**PAGE**
+ + + + +
As others have intimated, you'll never go bankrupt by selling [for a profit] too early. I put $10k into bitcoin when it was $1500, and sold it when it hit $4k. Yeah, I can do the math at $60k and feel bad, but realistically if I had the mentality to hold it from $1500 to $60k I would have waited for it to hit $80k and I'd feel objectively worse today about those paper losses, albeit with a little bit more money in the bank.

At the end of the day doubling your money is exceedingly rare, especially on any single security, no sense feeling bad you didn't 10x it.

a year ago

mikestew

You made a profit, no self-kicking allowed. Otherwise Old Man Mikestew is going to tell us stories about how he rode $STOCK all the way up, didn't sell, and rode it all the way back down to where he bought it, and then watched it dip below that. (Please note that "stories" is plural; slow learner, he is.)

Don't be like me: never, never, never, never feel bad about selling shares for a profit. Sell it, go one about your day (IOW, quit looking at $STOCK, you don't own it anymore), take the spouse/SO out for a nice dinner if you made some serious bank.

Which reminds me that now might be a good time to unload that NVDA I've been holding. I'm not completely unteachable.

a year ago

cinntaile

Just don't unload all of them. In case the stock goes bananas for whatever reason.

a year ago

mikestew

What I'm really going to do is put a trailing stop[0] on it in case it does continue to go bananas, and the stop can catch it on the way back down in case the banana scenario doesn't happen. :-)

[0] Somewhat oversimplified for discussion purposes.

a year ago

binarysolo

Just... don't. Enjoy the profits when you get 'em. :)
+ + + + +
**DATA PROVIDED**
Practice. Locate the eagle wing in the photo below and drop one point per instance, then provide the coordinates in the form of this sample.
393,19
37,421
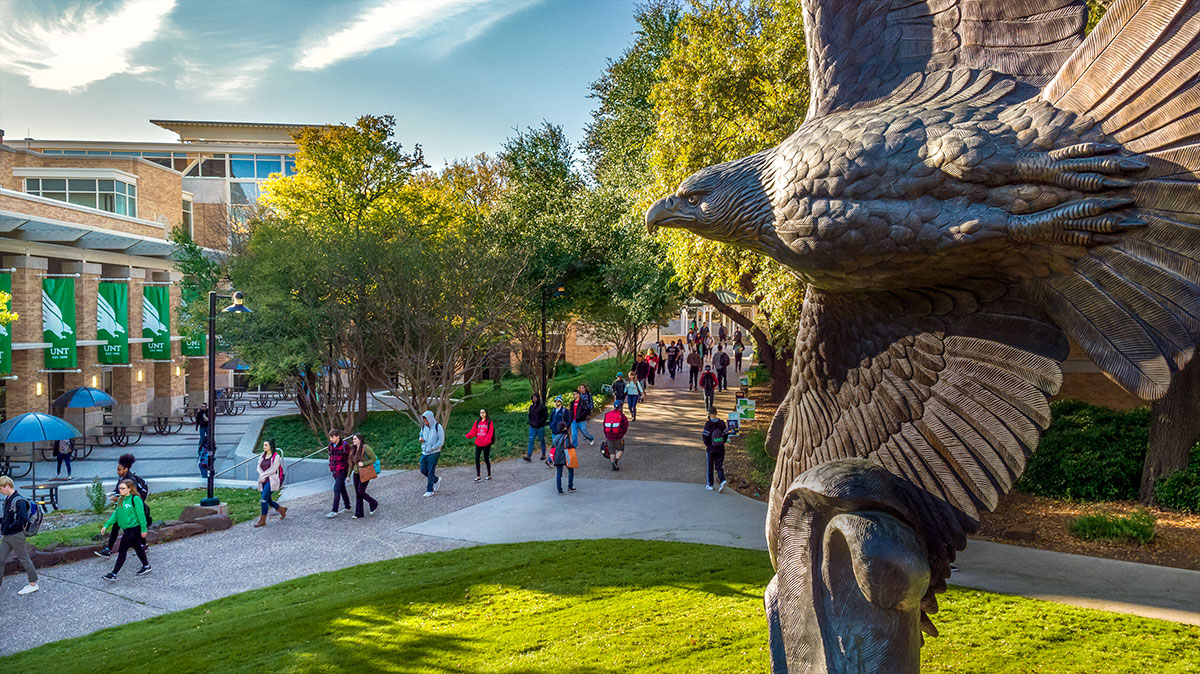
+ + + + +
**TASK SET**
• a. List every distinct dollar amount mentioned in the thread about selling shares for a profit.
• b. Copy word for word the portion of the thread about selling shares for a profit from "What I'm really" to "get 'em. :)".

**RESPONSE LIST**
• a. $10k, $1500, $4k, $60k, $80k

• b.
What I'm really going to do is put a trailing stop[0] on it in case it does continue to go bananas, and the stop can catch it on the way back down in case the banana scenario doesn't happen. :-)

[0] Somewhat oversimplified for discussion purposes.

a year ago

binarysolo

Just... don't. Enjoy the profits when you get 'em. :)